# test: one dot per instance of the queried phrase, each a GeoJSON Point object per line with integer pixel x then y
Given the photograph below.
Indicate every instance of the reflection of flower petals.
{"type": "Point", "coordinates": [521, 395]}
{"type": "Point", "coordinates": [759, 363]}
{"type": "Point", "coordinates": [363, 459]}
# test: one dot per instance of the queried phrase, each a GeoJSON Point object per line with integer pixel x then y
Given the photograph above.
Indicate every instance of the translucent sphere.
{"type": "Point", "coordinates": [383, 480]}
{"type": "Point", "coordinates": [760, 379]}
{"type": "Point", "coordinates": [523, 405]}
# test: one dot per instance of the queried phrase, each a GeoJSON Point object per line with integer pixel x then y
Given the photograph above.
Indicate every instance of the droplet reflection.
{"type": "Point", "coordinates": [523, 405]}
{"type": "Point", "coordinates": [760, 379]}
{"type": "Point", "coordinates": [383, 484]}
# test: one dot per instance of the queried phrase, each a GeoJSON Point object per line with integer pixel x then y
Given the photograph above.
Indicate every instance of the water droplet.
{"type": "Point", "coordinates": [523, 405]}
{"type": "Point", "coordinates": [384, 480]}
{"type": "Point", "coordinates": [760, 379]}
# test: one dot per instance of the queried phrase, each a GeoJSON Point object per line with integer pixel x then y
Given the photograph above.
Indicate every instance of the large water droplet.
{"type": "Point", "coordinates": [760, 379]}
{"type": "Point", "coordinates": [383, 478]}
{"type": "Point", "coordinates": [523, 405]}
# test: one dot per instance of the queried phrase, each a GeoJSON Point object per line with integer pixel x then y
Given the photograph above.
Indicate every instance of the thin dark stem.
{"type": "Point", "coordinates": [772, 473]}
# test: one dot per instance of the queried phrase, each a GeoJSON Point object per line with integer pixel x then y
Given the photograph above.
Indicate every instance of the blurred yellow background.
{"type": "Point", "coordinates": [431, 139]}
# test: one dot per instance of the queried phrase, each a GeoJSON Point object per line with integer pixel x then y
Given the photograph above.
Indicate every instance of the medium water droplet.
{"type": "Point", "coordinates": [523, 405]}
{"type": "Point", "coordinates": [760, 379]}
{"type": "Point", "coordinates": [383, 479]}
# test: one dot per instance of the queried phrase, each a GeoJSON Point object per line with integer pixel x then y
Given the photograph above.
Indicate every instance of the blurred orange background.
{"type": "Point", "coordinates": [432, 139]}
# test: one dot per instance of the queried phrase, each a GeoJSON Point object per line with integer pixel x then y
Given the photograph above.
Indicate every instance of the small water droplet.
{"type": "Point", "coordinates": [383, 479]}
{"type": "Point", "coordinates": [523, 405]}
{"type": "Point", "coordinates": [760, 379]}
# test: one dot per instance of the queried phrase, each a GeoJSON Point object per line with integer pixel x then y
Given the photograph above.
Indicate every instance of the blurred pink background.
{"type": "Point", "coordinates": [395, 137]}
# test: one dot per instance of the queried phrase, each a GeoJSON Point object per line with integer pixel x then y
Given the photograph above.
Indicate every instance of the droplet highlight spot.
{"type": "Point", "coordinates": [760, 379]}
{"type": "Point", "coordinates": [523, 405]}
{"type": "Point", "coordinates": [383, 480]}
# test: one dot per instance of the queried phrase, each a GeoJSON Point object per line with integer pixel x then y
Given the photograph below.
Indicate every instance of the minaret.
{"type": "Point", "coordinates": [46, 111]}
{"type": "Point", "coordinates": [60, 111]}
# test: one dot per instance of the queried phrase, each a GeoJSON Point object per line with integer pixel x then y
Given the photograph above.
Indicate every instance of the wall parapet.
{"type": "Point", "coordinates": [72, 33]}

..............................

◆ Task description ◆
Write out the entries above word for word.

◆ Completed exercise ◆
# test: one dot per instance of the queried phrase, each a GeoJSON Point object per line with integer pixel x then y
Given the photograph below.
Indicate every instance of the reflection of flower petals.
{"type": "Point", "coordinates": [521, 395]}
{"type": "Point", "coordinates": [759, 363]}
{"type": "Point", "coordinates": [363, 459]}
# test: one dot per instance of the queried phrase, each a GeoJSON Point object per line with integer pixel x then y
Given the photograph above.
Indicate every instance of the translucent sphere.
{"type": "Point", "coordinates": [383, 480]}
{"type": "Point", "coordinates": [760, 379]}
{"type": "Point", "coordinates": [523, 405]}
# test: one dot per instance of the queried phrase, each a GeoJSON Point object per line with integer pixel x then y
Given the photograph above.
Indicate every instance of the droplet reflection.
{"type": "Point", "coordinates": [523, 405]}
{"type": "Point", "coordinates": [760, 379]}
{"type": "Point", "coordinates": [383, 484]}
# test: one dot per instance of the queried phrase, each a GeoJSON Point object per line with integer pixel x then y
Given the photograph above.
Indicate every instance of the water droplet.
{"type": "Point", "coordinates": [523, 405]}
{"type": "Point", "coordinates": [384, 480]}
{"type": "Point", "coordinates": [760, 379]}
# test: one dot per instance of the queried phrase, each a GeoJSON Point object per line with integer pixel x then y
Given the photograph above.
Indicate every instance of the large water droplet.
{"type": "Point", "coordinates": [760, 379]}
{"type": "Point", "coordinates": [383, 478]}
{"type": "Point", "coordinates": [523, 405]}
# test: one dot per instance of the queried phrase, each a GeoJSON Point object per line with integer pixel x then y
Given the photograph above.
Indicate every instance of the thin dark stem.
{"type": "Point", "coordinates": [772, 473]}
# test: one dot per instance of the queried phrase, each a GeoJSON Point object per line with integer pixel x then y
Given the photograph above.
Indicate every instance of the blurred yellow background.
{"type": "Point", "coordinates": [431, 139]}
# test: one dot per instance of the queried phrase, each a GeoJSON Point object per line with integer pixel x then y
Given the photograph above.
Indicate every instance of the medium water droplet.
{"type": "Point", "coordinates": [523, 405]}
{"type": "Point", "coordinates": [760, 379]}
{"type": "Point", "coordinates": [383, 479]}
# test: one dot per instance of the queried phrase, each a GeoJSON Point object per line with integer pixel x then y
Given the photograph above.
Indicate every instance of the blurred orange background.
{"type": "Point", "coordinates": [432, 139]}
# test: one dot per instance of the queried phrase, each a GeoJSON Point object per line with integer pixel x then y
Given the photograph above.
Indicate every instance of the small water droplet.
{"type": "Point", "coordinates": [383, 479]}
{"type": "Point", "coordinates": [523, 405]}
{"type": "Point", "coordinates": [760, 379]}
# test: one dot per instance of the queried phrase, each a GeoJSON Point object per line with integer pixel x then y
Given the photograph above.
Indicate every instance of the blurred pink background.
{"type": "Point", "coordinates": [395, 137]}
# test: one dot per instance of the queried phrase, each a GeoJSON Point object per line with integer pixel x then y
Given the photograph above.
Indicate every instance of the droplet highlight spot.
{"type": "Point", "coordinates": [760, 379]}
{"type": "Point", "coordinates": [523, 405]}
{"type": "Point", "coordinates": [383, 480]}
# test: one dot per instance of the queried phrase, each a GeoJSON Point object per line with integer pixel x then y
Given the photograph below.
Indicate every instance of the minaret.
{"type": "Point", "coordinates": [46, 111]}
{"type": "Point", "coordinates": [60, 111]}
# test: one dot per instance of the queried phrase, each a GeoJSON Point object per line with integer pixel x then y
Given the photograph above.
Indicate every instance of the wall parapet.
{"type": "Point", "coordinates": [72, 33]}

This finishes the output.